--- Work required ---
Could you return the entire listing below exactly as written?

--- Materials provided ---
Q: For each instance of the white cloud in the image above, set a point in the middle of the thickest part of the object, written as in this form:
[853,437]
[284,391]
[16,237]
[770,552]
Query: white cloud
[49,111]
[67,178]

--- Reply to the exercise ---
Q: For each instance of the white cloud in the image above, set a point in the middle of the thickest part of the object, written as in this form:
[853,437]
[284,391]
[16,237]
[770,552]
Query: white cloud
[49,111]
[67,178]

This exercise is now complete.